__Study text__:
The Physician's Visit (c. 1660–1662) is an oil-on-canvas genre painting by the Dutch artist Jan Steen, now seen in the Apsley House collection in London. Its subject is similar to his The Lovesick Maiden in the Metropolitan Museum of Art from the same era. The painting is a representation of how women were treated when treated by doctors in the 1600s. The painting features several small details and disguised symbolism that may go unnoticed to the common eye, but nevertheless contribute to the painting's meaning.

== Visual analysis ==
This painting is a visual representation of medical practices that were performed on women in the 1660s. Jan Steen uses very direct facial expressions to show what the people in this painting were feeling. Women in paintings such as this and The Lovesick Maiden are usually young, pretty and well dressed, while being positioned upward in a chair. The facial expressions in these paintings often had a vacant and senseless look while the doctor takes the woman's pulse. In other similar examples, the doctor may also be looking at the urine sample that an assistant holds up to the light. The backgrounds of these paintings tend to have elegant paintings on the walls. The woman sitting down on the right is suffering from illness, which during the time was not only hard to identify, but also extremely difficult to treat. Paintings consistently represent women in a fragile, passive, housebound way which was much more of a male wish, rather than a female reality. Women in these paintings are often presented to be weak, and surrounded by concerned family members.

__Using the information__:
(a) Could you translate this sentence from the text on The Physician's Visit into Spanish: "The backgrounds of these paintings tend to have elegant paintings on the walls."
(b) What comes next in the text on The Physician's Visit? Continue it from its last sentence.
You won't need the records for any of this.

__Records__:
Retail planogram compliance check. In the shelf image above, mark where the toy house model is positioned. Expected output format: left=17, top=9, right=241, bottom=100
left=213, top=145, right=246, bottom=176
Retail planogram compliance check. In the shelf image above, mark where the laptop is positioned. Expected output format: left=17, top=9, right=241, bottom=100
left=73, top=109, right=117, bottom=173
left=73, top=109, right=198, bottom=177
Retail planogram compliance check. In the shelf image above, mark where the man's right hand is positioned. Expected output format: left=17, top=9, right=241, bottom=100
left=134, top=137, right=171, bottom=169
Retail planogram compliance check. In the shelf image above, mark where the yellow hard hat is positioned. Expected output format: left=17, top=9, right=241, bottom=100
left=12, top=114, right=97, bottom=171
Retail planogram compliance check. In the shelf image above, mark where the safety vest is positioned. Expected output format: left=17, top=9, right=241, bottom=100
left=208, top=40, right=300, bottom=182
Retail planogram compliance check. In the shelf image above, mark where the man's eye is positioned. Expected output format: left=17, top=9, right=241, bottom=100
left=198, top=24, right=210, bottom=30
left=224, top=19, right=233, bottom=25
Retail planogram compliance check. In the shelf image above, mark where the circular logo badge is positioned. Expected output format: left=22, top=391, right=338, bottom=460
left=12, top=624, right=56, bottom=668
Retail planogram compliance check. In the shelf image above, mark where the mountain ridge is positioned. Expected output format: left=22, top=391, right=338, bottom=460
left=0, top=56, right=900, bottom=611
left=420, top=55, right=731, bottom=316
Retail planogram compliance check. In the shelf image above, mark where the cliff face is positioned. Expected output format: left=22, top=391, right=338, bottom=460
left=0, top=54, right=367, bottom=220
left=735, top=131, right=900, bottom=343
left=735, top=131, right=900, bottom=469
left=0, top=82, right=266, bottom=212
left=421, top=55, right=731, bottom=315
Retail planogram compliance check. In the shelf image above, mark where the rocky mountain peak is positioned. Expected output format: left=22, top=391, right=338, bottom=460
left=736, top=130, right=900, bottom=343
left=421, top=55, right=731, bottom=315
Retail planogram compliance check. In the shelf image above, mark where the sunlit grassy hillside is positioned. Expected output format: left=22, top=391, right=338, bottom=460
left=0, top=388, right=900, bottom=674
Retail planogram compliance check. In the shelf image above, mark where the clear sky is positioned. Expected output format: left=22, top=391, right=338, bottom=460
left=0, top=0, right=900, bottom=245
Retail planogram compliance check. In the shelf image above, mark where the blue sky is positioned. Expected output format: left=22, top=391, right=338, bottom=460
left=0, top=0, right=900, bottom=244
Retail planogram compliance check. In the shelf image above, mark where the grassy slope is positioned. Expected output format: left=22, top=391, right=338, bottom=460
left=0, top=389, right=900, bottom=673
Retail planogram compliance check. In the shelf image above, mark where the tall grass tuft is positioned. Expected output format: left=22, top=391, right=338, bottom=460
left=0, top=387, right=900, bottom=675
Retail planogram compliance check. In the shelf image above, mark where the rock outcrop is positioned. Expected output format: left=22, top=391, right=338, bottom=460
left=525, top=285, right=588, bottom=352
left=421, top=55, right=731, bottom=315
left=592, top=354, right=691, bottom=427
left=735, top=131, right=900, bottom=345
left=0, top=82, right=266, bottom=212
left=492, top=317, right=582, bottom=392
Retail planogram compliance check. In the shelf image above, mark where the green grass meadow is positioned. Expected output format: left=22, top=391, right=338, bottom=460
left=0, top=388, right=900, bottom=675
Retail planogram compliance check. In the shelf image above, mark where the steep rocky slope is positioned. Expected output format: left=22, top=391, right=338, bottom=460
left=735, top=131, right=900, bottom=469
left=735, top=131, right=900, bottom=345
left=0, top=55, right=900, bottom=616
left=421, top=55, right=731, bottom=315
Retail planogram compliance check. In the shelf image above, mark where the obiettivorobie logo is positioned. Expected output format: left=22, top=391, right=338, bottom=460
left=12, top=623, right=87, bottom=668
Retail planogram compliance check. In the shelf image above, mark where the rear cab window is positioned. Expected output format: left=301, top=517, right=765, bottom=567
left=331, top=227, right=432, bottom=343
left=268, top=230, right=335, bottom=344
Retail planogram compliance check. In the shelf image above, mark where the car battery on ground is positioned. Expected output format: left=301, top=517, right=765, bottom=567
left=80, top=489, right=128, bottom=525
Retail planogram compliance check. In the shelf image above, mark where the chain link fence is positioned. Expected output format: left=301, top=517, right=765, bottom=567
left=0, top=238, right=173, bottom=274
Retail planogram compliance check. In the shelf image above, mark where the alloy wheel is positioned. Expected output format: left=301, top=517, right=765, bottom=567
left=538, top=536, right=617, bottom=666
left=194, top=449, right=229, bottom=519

__Activity answers__:
(a) Los fondos de estas pinturas suelen tener cuadros elegantes en las paredes.

(b)
== Historical background ==
A connection between art and medicine that is represented in these paintings has sometimes gone unrecognized. The themes that are represented in medical paintings are often created by the artist in regards to ancient medical theories that were still believed in during the seventeenth century. Contemporary medical information was referenced in the paintings by Dutch painters and their patrons in the 1600s, who may or may not have had access to medical knowledge in other languages. The paintings typically represent the practice of medicine by using a formulaic combination of characters and props: a distressed woman, a chair, a pan of urine, and a doctor's assistant.